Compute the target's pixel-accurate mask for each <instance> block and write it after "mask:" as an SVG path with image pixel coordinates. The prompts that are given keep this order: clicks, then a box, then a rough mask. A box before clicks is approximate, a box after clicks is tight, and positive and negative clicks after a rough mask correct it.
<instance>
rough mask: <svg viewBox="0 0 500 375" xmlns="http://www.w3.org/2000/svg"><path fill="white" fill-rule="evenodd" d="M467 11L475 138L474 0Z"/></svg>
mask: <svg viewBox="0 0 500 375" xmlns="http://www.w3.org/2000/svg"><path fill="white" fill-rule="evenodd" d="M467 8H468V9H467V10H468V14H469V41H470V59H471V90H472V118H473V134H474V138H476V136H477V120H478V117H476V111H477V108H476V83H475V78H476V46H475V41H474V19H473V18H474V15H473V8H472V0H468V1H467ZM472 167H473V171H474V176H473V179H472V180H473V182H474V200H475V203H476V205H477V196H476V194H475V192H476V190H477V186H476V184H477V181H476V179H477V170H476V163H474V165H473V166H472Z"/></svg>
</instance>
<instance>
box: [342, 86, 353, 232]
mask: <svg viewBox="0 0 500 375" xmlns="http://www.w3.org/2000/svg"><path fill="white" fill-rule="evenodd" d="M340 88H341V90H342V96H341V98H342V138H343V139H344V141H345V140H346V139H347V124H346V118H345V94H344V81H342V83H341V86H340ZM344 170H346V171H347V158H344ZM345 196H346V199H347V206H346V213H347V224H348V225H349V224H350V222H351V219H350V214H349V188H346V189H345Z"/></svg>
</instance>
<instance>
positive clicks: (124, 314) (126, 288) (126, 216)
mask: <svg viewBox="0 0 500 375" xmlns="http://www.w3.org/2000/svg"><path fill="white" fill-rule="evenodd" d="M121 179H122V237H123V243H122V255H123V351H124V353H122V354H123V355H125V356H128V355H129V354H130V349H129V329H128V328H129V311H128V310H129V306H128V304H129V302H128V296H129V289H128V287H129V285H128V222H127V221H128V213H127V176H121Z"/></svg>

◇ ◇ ◇

Restate all of the entries exactly, please.

Task response:
Compute the target's pixel-accurate mask for each <instance> block and write it after "mask:" as an SVG path with image pixel coordinates. The prompts that are given keep this order: clicks, then a box, then a rough mask. A box before clicks is approximate, a box after clicks is tight, and positive and negative clicks after a rough mask correct it.
<instance>
rough mask: <svg viewBox="0 0 500 375" xmlns="http://www.w3.org/2000/svg"><path fill="white" fill-rule="evenodd" d="M467 11L475 138L474 0Z"/></svg>
mask: <svg viewBox="0 0 500 375" xmlns="http://www.w3.org/2000/svg"><path fill="white" fill-rule="evenodd" d="M467 8H468V9H467V10H468V14H469V41H470V59H471V90H472V118H473V134H474V138H476V136H477V120H478V117H476V111H477V108H476V83H475V78H476V46H475V41H474V19H473V18H474V15H473V8H472V0H468V1H467ZM472 167H473V171H474V176H473V179H472V180H473V182H474V200H475V203H476V205H477V196H476V194H475V192H476V190H477V186H476V184H477V181H476V179H477V170H476V163H474V165H473V166H472Z"/></svg>
</instance>
<instance>
box: [342, 86, 353, 232]
mask: <svg viewBox="0 0 500 375" xmlns="http://www.w3.org/2000/svg"><path fill="white" fill-rule="evenodd" d="M340 88H341V90H342V96H341V98H342V138H343V139H344V141H345V140H346V139H347V124H346V118H345V94H344V81H342V83H341V86H340ZM344 170H346V171H347V158H344ZM345 196H346V199H347V206H346V213H347V224H348V225H349V224H350V222H351V219H350V214H349V188H346V189H345Z"/></svg>
</instance>
<instance>
positive clicks: (124, 314) (126, 288) (126, 216)
mask: <svg viewBox="0 0 500 375" xmlns="http://www.w3.org/2000/svg"><path fill="white" fill-rule="evenodd" d="M121 179H122V237H123V243H122V255H123V351H124V353H122V354H123V355H125V356H128V355H129V354H130V349H129V329H128V328H129V311H128V310H129V306H128V304H129V302H128V296H129V289H128V287H129V285H128V222H127V221H128V213H127V176H121Z"/></svg>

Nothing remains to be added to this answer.